TEXT SHOWN:
In my days of youth, people took the piss out of me relentlessly for reading comic books, and I can’t say that I blame them. There is no way around the simple truth that comics in general are for rejects, and no amount of high-handed talk about ‘depth’ and ‘dark subject matter’ will ever really find a way around this fact. Savage, however, is one of those rare works which genuinely has a saving grace in terms of its presentation and philosophical subject matter, and in this case I believe that if the story had been presented to the British public in almost any other medium, there would have been a lot of pressure for it to get banned.
Savage is a return to the storyline of an ancient strip called Invasion which first appeared in 2000AD Magazine in 1977, prompting calls from Guardian journalists for the story to be discontinued. The reason for the affront was that it dealt with a Russian invasion of Britain and a heroic resistance movement, and people were worried that children reading the Invasion strip would be liable to develop a biased and aggressive view of the Soviet Union. Each week, the plucky Brits of Invasion cheerfully worked out amusing ways to kill and maim Russians, such as infiltrating circuses and letting the tigers out, hijacking the Channel Tunnel, and generally causing havoc for the occupiers’ military regime. During this time, the magazine also began printing Judge Dredd, a story which quickly established itself as one of the best things ever and which made even shorter work of the Soviet Union – at one point the square-jawed rascal nuked something in the region of 100 million people to preserve America’s freedom.
In 2004, the plot from Invasion was updated for the magazine, and has resulted in an overlooked classic. One of the most frequent suggestions made in defence of comics is that they are ‘subversive’, but this time it is actually true. Indeed, the first few pages of Savage present a man travelling through Essex whose family have been killed, and he has inoperable cancer which he believes was caused by depleted uranium shells. After a few handshakes and slaps on the back, he drives his car into a checkpoint run by collaborationist English soldiers and blows himself up. This clearly represents a direct challenge to the reader’s views on privilege and morality – is a suicide attack always unjustifiable?

PARTS OF THE EXERCISE:
1. According to the review of Savage, in what year did the Invasion strip first appear in 2000AD Magazine?
2. Resume the review of Savage, picking up directly after its final sentence.
This data is drawn from a separate source unrelated to the review of Savage.

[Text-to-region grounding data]

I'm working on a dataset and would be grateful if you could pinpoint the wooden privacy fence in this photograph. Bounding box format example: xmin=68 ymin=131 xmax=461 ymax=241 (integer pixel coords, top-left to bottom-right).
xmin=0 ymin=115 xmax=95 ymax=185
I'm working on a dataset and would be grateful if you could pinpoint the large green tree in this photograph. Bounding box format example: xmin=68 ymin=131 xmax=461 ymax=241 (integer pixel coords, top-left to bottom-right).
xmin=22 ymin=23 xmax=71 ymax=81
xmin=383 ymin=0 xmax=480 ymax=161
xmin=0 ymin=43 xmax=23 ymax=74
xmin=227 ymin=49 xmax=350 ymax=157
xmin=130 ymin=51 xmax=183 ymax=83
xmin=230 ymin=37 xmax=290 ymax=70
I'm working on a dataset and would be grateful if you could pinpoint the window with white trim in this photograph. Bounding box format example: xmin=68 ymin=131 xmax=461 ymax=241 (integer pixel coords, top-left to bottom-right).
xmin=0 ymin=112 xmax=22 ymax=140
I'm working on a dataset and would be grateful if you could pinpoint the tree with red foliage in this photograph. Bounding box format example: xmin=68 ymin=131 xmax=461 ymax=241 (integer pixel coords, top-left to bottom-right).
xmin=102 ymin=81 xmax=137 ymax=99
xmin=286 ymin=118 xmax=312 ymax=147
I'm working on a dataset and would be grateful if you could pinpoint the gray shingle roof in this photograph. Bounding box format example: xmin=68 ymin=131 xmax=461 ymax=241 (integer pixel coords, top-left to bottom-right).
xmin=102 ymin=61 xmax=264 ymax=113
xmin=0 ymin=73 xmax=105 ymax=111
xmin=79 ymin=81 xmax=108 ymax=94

YOUR RESPONSES:
1. 1977

2.
The resistance leader, Bill Savage, is introduced shortly afterwards in a dingy flat in inner-city London, conversing with a friend who mentions there have been recent terrorist attacks on the national power grid, going on to ask Savage to remind him of what his line of work is. Bill smirks and replies, “I work for the gas board.” These opening scenes set the tone for a snide, incisive run through the politics of violence, asking deep and serious questions about where people are headed in the twenty first century. The title of the comic is appropriate, mocking as it does the aspirations for the British ‘role in the world’ of certain bastards in high places. Alan Moore’s V for Vendetta placed its anti-authoritarianism in a bleak, tragic future political environment steeped in fascism, but in my opinion Mill’s work is considerably closer to the bone. The unfortunate citizens of England moving through the comic tread a fine line between having a clear mandate for their resistance to occupation, and being oblivious to the history of how things got so bad in the first place, and events are peppered with ironic reflections on the public face of the war on terror. In one lucid moment in the story, Russian soldiers are seen throwing sweets to children from a tank, prompting speculation amongst onlookers that a human shield is being constructed.
Pat Mills is an excellent author who has worked on many famous comics including Batman and Punisher. Savage more or less sticks to the 2000AD template of rough, concise characterization and hyperbolic humour, yet the strip is punctuated by a subtle, at times moving run through various ideas and polemics. It is to Mill’s credit that the plot does not lionize resistance movements – much attention is paid to the depressing contours of geopolitical grand strategy, and the manner in which powerful nations’ hesitance and secrecy can make or break an armed insurrection. At various points in the story, parallels and allusions emerge to both the grisly mechanics of command-and-control operations in Afghanistan, and also the harsh realities of life for the global working class under the neoliberal microscope. Mills also takes a hatchet to Churchill’s violent, oppressive legacy in an unforgettable scene of confrontation with a Russian general who decries the history of British foreign policy.
By the standards of the recent, pathetic ‘guidelines’ on extremism which have floated to the surface of our national shitheap, Savage is arguably extremist literature. If you are not going to read it because it’s a comic – well, that is a smart move and you are to be congratulated for your prudence. However if you gave up all hope of a normal life the day you picked up a suspect package from one of those excruciating nerd galleries known as comic shops, Savage is about as good as it gets. People need proper fiction at times like these, and given that since his knighthood David Hare can only manage garbage like Gethsemane, someone in the culture industry has to adopt a properly critical voice. If that means a lot of exclamation marks and pictures of explosions, so be it. Just mind you don’t get arrested under the Terrorism Act on the way to the shops.